Work to complete:
Copy out the items below word for word, from the line containing "Return boxes for green bud." through the line containing "[134,526,201,610]", including both of those lines. Write nothing else.

Records for this exercise:
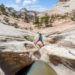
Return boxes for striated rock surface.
[0,23,75,75]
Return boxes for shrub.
[13,23,19,28]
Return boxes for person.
[30,26,33,31]
[35,33,44,46]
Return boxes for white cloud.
[6,4,22,10]
[23,0,32,6]
[23,0,37,6]
[26,5,48,12]
[16,0,21,3]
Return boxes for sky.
[0,0,58,12]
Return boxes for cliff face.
[38,0,75,17]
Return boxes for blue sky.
[0,0,58,12]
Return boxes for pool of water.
[27,61,57,75]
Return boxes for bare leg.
[35,40,40,44]
[41,40,44,46]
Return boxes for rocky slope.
[6,7,37,18]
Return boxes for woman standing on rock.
[35,33,44,46]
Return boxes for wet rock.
[0,52,33,75]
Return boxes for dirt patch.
[0,52,33,75]
[49,55,75,71]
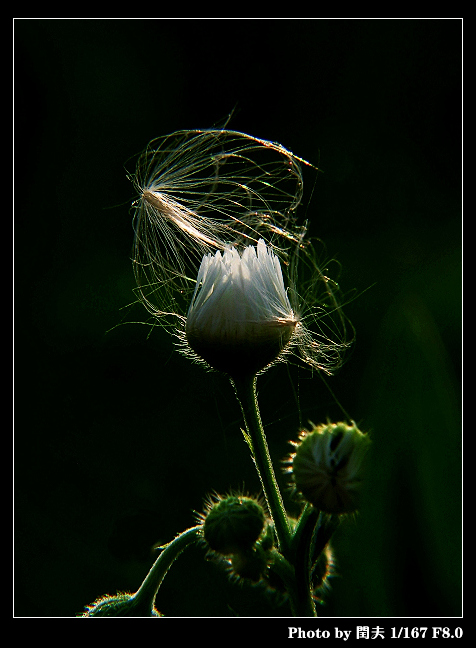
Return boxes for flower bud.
[185,240,297,377]
[288,423,370,513]
[201,495,266,556]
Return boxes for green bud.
[287,423,370,513]
[200,495,266,556]
[230,545,268,583]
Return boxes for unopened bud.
[287,423,370,513]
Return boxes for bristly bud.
[199,495,266,556]
[185,240,298,377]
[287,423,370,514]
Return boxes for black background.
[14,18,462,617]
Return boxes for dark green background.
[14,19,462,617]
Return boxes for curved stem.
[134,525,201,611]
[232,376,291,556]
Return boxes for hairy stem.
[232,376,291,556]
[134,526,201,610]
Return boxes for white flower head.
[185,240,298,375]
[129,129,315,326]
[126,129,349,373]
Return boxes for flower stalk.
[232,376,291,556]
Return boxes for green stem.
[232,376,291,556]
[134,526,201,611]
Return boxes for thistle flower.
[185,240,297,376]
[129,129,312,324]
[287,423,370,513]
[130,129,350,374]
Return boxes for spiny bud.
[199,495,266,556]
[81,592,163,617]
[287,423,370,513]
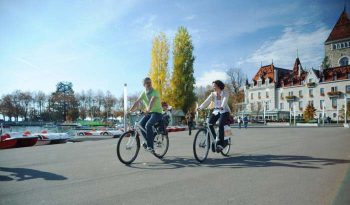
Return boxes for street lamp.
[344,93,349,128]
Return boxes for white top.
[199,91,231,114]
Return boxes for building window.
[309,89,314,98]
[345,85,350,94]
[333,74,337,80]
[332,98,337,108]
[339,57,349,66]
[309,100,314,106]
[320,88,324,96]
[320,100,324,110]
[299,101,303,110]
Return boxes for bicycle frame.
[126,114,156,149]
[204,110,219,152]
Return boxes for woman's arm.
[199,93,213,109]
[221,93,228,108]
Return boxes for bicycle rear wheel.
[193,128,210,162]
[117,131,140,164]
[153,133,169,159]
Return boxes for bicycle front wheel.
[117,131,140,164]
[193,129,210,162]
[153,133,169,159]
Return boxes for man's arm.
[146,96,157,112]
[130,96,141,112]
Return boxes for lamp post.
[337,99,339,124]
[289,103,292,126]
[322,104,326,126]
[124,83,128,132]
[293,102,296,126]
[262,100,266,125]
[344,93,349,128]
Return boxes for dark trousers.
[209,112,230,146]
[140,112,162,149]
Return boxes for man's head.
[143,77,152,90]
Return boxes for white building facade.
[239,10,350,121]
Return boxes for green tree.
[49,82,79,121]
[304,104,316,121]
[150,33,169,100]
[170,27,196,112]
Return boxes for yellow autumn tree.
[150,32,169,101]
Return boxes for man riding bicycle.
[130,77,162,152]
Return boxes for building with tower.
[239,9,350,121]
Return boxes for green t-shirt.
[140,89,162,113]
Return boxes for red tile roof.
[326,9,350,42]
[323,65,350,82]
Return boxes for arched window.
[339,57,349,66]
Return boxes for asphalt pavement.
[0,127,350,205]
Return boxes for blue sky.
[0,0,350,96]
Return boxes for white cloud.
[240,27,330,68]
[185,14,196,21]
[196,70,228,87]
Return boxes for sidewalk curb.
[332,165,350,205]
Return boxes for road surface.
[0,128,350,205]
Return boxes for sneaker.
[146,147,154,154]
[216,145,224,152]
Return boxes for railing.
[286,95,296,101]
[327,91,342,97]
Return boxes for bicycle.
[193,108,231,162]
[116,112,169,165]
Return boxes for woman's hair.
[213,80,225,90]
[143,77,152,84]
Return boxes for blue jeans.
[140,112,162,149]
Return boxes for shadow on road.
[130,155,350,169]
[0,167,67,181]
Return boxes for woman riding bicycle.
[198,80,231,151]
[130,77,162,152]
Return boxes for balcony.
[327,91,342,98]
[286,95,297,101]
[306,82,316,88]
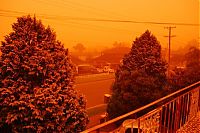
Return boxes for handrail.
[81,81,200,133]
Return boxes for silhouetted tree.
[107,30,166,118]
[0,16,88,133]
[169,47,200,91]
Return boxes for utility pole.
[164,26,176,77]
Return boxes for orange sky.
[0,0,200,49]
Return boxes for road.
[75,75,114,108]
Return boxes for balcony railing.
[82,81,200,133]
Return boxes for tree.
[0,16,88,133]
[107,30,166,118]
[169,47,200,92]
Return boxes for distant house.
[71,55,85,65]
[92,47,130,69]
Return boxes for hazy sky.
[0,0,200,49]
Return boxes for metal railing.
[82,81,200,133]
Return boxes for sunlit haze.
[0,0,200,50]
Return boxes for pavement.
[177,112,200,133]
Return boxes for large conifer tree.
[0,16,88,133]
[107,30,166,118]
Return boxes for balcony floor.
[177,112,200,133]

Correct result:
Return boxes for green bud.
[287,423,370,513]
[200,495,266,556]
[230,545,268,583]
Return boxes for unopened bud.
[287,423,370,513]
Return boxes for bristly bud.
[199,495,266,556]
[185,240,298,377]
[287,423,370,514]
Return boxes for black background.
[14,18,462,617]
Return boxes for dark green background.
[14,19,462,617]
Return boxes for curved stem.
[134,525,201,611]
[232,376,291,556]
Return boxes for hairy stem.
[232,376,291,556]
[134,526,201,610]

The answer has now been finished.